# [Work to complete]
Exactly the lines from the one with "Every instance of the fallen" through the end of the records below are to be output, the first and last included, and no others.

───── Information given ─────

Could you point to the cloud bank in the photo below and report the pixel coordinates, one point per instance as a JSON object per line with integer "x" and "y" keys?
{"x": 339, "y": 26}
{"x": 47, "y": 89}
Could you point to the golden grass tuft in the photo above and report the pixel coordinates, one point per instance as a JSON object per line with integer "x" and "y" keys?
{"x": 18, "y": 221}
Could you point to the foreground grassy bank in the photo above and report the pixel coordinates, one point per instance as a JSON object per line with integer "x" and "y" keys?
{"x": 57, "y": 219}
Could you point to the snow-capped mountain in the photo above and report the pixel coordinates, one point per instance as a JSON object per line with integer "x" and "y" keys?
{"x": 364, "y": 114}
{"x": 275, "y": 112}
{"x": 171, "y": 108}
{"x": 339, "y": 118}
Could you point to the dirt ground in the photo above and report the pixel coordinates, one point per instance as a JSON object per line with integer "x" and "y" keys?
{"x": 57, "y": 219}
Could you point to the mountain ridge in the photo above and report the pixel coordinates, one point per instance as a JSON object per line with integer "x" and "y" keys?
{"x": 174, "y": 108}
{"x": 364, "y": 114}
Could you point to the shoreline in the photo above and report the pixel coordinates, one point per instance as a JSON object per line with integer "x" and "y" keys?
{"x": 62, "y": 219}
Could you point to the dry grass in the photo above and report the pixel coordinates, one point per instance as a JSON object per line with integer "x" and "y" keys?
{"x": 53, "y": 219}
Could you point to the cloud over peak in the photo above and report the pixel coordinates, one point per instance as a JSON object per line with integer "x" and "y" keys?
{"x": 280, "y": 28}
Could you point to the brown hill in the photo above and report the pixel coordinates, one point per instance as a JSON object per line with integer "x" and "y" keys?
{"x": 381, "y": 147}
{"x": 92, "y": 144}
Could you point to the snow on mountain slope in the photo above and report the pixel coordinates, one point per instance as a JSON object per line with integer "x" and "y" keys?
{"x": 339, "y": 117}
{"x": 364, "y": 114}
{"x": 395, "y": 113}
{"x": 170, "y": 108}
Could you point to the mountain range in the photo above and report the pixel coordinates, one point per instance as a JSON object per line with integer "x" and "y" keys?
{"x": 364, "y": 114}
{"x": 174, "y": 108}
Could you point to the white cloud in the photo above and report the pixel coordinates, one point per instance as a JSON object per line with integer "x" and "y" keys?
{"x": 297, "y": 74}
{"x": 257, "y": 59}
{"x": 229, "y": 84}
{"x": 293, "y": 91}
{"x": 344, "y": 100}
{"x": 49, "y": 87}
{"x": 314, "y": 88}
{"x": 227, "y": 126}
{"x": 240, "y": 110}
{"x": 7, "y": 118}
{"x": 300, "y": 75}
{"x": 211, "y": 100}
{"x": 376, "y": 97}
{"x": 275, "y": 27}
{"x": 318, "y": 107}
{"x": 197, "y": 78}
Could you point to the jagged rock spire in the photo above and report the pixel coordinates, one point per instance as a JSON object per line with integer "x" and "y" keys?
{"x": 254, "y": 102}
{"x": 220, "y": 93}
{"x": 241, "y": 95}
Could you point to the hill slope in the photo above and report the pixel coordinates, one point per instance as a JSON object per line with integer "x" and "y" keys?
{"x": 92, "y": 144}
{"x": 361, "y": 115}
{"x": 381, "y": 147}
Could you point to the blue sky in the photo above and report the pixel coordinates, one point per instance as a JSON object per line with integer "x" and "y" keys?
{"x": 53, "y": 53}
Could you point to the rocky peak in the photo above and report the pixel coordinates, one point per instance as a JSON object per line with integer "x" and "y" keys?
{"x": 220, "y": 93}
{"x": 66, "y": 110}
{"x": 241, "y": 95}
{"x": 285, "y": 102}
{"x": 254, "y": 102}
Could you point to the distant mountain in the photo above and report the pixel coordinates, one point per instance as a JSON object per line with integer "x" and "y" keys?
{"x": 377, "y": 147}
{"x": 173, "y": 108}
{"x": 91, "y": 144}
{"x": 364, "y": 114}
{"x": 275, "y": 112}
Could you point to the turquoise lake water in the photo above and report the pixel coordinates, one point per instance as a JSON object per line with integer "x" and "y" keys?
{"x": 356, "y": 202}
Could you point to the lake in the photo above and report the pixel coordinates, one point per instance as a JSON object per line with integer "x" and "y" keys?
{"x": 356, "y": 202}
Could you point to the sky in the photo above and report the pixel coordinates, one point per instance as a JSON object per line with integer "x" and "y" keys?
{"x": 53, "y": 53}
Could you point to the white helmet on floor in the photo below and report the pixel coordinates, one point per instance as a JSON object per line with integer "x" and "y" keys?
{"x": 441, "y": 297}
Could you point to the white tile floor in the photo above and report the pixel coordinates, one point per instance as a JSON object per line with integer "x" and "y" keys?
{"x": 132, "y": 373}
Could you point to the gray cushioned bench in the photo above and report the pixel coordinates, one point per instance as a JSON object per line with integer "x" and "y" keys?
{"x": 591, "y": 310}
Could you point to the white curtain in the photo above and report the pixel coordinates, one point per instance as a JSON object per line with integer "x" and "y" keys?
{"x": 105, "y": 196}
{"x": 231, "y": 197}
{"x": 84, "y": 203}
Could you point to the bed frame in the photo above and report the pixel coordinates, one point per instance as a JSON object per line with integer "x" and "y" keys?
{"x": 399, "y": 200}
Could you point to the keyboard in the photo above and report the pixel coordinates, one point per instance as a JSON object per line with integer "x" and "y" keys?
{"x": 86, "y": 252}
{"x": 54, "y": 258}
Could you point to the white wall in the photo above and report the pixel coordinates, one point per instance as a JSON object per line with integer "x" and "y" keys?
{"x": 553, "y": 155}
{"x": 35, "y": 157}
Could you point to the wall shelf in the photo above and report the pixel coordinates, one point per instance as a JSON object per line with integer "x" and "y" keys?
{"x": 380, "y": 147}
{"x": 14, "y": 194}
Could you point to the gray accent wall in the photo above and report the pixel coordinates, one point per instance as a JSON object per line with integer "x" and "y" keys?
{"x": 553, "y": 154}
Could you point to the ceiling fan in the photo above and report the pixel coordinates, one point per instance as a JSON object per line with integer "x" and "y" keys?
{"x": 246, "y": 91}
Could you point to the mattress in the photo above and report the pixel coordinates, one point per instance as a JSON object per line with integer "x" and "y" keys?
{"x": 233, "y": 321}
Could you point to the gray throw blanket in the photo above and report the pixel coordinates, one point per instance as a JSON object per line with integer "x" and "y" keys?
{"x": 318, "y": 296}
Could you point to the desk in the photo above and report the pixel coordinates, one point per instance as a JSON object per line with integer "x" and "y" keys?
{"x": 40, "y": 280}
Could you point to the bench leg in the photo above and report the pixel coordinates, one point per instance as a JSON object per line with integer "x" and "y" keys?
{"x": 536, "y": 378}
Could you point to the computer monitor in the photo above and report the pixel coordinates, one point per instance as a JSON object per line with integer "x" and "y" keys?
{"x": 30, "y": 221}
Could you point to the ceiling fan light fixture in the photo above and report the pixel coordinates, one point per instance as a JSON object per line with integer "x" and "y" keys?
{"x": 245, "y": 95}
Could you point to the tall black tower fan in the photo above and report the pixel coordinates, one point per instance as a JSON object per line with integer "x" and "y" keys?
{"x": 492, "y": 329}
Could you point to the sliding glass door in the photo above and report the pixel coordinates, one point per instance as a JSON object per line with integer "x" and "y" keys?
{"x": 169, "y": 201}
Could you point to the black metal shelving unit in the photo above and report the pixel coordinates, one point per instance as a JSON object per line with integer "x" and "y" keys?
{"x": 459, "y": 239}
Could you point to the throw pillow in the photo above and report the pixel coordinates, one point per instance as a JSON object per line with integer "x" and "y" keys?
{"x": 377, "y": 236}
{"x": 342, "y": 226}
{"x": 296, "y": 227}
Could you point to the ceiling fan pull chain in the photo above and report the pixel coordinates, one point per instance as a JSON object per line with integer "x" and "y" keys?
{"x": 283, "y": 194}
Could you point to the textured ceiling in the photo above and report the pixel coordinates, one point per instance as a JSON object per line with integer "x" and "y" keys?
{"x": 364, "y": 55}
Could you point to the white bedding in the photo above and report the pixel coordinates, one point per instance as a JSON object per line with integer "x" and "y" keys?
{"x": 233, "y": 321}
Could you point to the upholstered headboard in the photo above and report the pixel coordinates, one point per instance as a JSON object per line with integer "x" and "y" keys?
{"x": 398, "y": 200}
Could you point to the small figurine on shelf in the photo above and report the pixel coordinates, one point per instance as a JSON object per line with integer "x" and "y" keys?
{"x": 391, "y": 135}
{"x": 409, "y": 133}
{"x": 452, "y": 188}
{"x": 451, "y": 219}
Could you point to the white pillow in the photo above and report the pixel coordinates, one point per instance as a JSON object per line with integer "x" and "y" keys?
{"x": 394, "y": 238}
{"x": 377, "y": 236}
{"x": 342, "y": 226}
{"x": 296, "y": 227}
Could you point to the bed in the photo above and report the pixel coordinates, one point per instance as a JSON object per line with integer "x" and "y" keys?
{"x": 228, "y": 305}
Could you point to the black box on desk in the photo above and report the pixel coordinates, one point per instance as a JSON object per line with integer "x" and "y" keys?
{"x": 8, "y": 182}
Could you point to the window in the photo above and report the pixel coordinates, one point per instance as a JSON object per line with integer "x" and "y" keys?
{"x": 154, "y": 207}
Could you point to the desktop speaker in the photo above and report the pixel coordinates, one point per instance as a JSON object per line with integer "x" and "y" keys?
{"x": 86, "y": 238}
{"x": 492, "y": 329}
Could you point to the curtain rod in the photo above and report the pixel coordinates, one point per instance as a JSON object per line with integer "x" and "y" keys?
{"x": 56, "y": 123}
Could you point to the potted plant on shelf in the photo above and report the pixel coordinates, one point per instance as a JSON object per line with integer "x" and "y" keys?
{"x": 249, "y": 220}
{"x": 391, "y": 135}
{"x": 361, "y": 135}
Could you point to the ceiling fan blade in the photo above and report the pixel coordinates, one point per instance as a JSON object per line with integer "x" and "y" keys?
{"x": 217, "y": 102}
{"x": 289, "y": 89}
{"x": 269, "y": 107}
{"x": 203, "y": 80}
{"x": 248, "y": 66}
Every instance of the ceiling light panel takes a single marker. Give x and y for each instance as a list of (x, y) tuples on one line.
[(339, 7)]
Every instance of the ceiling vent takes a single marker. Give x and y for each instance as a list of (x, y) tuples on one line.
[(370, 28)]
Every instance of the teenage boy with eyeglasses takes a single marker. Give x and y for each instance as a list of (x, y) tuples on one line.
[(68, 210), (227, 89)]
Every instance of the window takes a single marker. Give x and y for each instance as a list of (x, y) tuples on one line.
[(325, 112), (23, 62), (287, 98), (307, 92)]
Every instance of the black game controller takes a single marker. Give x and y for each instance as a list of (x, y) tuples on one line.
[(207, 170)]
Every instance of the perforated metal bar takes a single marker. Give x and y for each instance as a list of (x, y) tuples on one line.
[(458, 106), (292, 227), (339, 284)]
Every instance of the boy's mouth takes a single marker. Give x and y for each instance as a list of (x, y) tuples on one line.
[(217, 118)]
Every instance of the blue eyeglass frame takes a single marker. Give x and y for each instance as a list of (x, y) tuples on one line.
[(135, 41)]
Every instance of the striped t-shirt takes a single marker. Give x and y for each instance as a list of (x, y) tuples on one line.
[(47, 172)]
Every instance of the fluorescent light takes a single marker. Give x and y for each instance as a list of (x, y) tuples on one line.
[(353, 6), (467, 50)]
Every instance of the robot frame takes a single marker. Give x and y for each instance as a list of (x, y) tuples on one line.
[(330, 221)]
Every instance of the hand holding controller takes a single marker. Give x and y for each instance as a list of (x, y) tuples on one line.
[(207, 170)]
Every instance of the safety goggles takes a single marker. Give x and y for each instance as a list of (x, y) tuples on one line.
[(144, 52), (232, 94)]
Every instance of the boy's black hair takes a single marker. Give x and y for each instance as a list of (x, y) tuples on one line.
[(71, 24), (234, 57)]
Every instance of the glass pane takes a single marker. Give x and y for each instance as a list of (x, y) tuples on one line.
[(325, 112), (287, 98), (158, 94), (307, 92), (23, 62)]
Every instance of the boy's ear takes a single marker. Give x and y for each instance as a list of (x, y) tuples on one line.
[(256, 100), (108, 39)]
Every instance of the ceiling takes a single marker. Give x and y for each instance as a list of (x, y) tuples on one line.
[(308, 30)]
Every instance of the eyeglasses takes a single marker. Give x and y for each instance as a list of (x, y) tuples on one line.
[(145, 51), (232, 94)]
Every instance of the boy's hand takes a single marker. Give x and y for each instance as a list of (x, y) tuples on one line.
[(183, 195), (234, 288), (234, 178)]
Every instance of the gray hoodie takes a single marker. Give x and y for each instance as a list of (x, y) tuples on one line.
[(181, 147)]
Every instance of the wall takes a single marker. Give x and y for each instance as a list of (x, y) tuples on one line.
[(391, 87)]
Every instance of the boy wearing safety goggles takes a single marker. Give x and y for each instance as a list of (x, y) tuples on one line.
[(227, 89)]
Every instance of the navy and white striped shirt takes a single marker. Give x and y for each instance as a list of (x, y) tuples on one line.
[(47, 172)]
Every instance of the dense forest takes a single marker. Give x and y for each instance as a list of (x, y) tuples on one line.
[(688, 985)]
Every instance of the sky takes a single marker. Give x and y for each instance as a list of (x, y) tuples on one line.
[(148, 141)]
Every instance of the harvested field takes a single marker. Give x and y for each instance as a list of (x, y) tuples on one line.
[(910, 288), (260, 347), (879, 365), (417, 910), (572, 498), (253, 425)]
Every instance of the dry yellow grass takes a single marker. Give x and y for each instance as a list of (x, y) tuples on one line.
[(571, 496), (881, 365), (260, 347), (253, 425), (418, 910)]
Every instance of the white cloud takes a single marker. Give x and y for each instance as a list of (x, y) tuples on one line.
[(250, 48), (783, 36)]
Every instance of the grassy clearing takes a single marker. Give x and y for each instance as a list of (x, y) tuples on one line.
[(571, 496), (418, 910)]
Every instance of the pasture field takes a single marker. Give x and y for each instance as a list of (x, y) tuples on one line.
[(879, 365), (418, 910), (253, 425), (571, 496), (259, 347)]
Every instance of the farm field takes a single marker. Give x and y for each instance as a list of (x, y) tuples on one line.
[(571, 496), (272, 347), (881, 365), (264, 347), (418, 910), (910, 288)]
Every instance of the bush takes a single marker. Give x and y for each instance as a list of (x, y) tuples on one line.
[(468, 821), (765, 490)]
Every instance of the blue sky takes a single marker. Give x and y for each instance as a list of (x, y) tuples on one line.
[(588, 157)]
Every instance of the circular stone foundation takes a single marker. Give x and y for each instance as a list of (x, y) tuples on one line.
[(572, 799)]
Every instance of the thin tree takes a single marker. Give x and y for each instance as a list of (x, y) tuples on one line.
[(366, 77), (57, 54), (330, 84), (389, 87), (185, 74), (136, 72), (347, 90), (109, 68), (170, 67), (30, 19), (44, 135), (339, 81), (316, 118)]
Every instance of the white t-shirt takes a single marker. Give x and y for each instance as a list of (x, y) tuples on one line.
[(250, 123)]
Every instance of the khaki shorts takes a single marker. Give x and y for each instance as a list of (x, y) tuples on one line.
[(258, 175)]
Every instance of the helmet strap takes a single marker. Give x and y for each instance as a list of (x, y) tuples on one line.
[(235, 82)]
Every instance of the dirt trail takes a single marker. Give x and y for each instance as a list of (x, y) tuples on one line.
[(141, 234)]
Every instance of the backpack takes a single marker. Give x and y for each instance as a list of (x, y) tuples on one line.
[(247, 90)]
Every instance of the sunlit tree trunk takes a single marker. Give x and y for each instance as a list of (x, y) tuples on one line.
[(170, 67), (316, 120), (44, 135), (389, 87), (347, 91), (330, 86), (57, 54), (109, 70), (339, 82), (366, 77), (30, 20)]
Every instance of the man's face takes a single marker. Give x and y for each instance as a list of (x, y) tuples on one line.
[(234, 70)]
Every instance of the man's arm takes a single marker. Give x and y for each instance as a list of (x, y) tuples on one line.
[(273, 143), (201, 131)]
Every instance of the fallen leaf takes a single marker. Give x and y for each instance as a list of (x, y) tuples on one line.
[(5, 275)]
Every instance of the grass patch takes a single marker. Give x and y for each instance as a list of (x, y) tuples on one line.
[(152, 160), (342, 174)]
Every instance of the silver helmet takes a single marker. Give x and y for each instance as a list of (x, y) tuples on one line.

─────

# [Expected answer]
Every instance of the fallen leaf takes a single marker. Give x and y for each instance as a list of (x, y) tuples on one line.
[(5, 275)]
Every instance of the grass patch takes a single marker. Give x and y for each instance as a list of (x, y) tuples on one line.
[(152, 160), (342, 174)]
Every instance of the silver helmet takes a single marker. Give x and y for each instance as a list of (x, y) tuples on one line.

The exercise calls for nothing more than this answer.